From the rows below, copy out each one that contains the word "follows".

# [Dataset]
---------------
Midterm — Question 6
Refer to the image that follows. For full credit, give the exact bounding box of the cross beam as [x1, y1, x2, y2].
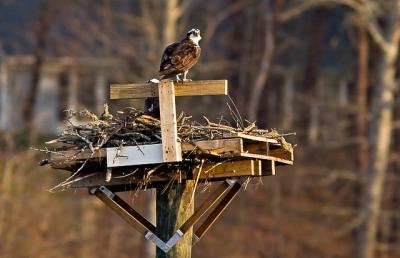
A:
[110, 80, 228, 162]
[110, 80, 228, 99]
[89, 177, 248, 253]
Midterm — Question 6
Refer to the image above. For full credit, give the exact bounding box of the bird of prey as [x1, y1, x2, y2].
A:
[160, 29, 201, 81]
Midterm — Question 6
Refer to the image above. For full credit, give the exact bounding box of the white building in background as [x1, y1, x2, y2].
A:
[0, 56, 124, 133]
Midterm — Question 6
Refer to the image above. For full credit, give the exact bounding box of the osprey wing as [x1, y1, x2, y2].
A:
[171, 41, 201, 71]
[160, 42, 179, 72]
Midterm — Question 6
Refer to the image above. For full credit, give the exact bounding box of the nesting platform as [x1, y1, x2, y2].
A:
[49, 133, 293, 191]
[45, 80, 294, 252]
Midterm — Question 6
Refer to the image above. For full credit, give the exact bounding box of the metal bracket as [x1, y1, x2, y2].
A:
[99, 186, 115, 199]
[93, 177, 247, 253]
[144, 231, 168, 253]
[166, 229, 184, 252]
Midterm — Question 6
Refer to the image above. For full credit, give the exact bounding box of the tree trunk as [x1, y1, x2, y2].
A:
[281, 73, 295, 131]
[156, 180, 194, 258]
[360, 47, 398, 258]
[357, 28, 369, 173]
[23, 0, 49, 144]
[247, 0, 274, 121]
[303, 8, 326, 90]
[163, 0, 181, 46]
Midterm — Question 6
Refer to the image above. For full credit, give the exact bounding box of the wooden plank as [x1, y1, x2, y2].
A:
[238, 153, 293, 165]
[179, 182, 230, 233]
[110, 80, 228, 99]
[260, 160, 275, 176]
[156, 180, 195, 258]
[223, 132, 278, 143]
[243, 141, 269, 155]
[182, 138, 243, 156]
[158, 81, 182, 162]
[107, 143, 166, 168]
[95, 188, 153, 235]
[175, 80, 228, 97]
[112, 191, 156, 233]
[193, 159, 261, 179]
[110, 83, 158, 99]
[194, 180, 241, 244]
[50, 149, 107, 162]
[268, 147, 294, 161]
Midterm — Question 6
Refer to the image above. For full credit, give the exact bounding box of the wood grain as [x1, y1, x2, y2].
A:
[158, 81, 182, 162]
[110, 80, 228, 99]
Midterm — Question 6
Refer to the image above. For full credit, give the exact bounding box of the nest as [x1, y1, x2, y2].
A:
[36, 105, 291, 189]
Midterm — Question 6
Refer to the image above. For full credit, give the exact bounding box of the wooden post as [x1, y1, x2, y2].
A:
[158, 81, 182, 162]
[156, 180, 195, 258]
---------------
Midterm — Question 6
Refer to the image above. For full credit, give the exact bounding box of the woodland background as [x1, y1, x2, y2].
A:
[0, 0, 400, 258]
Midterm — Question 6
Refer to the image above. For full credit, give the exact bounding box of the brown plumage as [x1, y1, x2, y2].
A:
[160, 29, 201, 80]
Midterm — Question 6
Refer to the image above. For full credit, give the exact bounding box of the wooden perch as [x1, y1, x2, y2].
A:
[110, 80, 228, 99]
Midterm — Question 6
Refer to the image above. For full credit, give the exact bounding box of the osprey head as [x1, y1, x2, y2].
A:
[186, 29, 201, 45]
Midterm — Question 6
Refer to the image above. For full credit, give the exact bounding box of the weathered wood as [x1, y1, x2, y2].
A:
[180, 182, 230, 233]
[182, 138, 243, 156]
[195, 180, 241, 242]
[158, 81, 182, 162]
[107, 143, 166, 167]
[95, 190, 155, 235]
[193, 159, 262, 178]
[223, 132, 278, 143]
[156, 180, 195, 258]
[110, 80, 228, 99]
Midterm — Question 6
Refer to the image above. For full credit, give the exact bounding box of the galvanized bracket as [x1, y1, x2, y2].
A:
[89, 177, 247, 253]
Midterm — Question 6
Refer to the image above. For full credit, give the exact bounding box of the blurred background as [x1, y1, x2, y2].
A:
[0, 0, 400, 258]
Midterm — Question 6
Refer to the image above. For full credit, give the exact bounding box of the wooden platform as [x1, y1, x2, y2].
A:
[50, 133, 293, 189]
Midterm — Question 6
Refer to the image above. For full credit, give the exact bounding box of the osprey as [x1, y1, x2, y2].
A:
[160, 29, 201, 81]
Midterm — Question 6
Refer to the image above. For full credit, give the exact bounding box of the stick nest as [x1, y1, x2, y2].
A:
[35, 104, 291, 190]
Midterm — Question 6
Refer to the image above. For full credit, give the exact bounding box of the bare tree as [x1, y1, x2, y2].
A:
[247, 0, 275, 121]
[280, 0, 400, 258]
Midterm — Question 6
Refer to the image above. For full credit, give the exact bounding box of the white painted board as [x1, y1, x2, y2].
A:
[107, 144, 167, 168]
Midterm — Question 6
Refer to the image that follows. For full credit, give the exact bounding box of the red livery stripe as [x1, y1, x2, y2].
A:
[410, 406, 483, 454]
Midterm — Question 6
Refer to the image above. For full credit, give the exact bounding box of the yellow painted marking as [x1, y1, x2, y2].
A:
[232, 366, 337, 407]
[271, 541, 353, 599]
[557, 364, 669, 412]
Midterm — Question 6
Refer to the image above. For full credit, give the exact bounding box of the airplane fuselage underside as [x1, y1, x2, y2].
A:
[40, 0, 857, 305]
---------------
# [Task answer]
Refer to the image that follows. For full credit, give the exact bounding box of the cross beam as [x1, y1, x2, y2].
Refer to the image that follows. For full credit, give the exact bounding box of the red livery stripe as [x1, y1, x2, y2].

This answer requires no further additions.